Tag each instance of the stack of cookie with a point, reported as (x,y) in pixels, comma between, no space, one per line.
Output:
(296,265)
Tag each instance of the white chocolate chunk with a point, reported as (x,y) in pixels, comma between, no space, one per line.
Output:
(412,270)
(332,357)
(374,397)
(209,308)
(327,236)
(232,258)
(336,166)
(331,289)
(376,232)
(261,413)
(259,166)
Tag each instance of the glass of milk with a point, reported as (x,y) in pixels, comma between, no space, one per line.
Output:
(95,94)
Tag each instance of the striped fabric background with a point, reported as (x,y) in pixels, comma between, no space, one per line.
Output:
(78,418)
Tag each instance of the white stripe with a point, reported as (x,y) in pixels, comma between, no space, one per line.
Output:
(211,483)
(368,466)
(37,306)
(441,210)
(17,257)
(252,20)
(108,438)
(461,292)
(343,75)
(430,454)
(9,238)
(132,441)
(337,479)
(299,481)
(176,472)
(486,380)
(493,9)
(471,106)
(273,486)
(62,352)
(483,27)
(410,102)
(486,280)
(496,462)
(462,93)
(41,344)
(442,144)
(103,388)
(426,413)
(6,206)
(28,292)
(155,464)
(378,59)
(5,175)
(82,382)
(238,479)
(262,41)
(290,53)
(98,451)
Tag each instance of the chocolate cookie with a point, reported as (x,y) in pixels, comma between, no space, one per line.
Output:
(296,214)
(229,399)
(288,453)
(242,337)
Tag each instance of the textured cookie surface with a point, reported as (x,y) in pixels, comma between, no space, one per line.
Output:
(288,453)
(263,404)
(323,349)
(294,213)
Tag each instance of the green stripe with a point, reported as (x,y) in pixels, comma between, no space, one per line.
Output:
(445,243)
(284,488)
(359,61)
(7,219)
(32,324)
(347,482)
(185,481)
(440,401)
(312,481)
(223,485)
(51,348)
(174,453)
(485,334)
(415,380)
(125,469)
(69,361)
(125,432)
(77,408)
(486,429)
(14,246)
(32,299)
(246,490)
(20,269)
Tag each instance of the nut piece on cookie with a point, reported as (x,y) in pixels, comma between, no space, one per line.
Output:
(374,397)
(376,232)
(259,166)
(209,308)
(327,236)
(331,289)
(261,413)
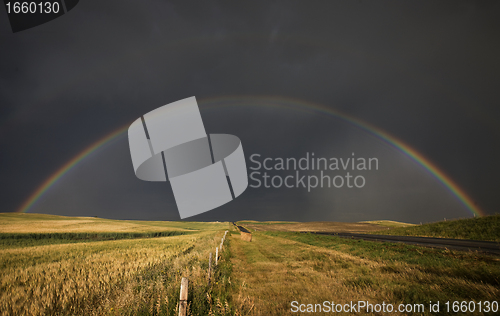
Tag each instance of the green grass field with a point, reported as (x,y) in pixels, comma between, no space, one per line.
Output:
(480,228)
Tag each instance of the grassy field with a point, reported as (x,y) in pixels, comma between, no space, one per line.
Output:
(131,276)
(277,268)
(313,226)
(480,228)
(51,265)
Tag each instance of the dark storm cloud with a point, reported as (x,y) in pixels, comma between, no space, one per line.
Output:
(425,72)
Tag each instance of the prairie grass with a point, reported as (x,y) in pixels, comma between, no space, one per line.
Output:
(478,228)
(138,276)
(277,268)
(41,223)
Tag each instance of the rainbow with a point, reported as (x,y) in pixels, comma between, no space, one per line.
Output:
(277,102)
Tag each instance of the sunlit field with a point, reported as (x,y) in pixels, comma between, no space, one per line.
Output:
(52,265)
(137,276)
(280,267)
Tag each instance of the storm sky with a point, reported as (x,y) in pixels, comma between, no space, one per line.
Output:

********************

**Problem description:** Provide the number of lines in the records above containing the string "chocolate", and write nothing more.

**Task solution:** 2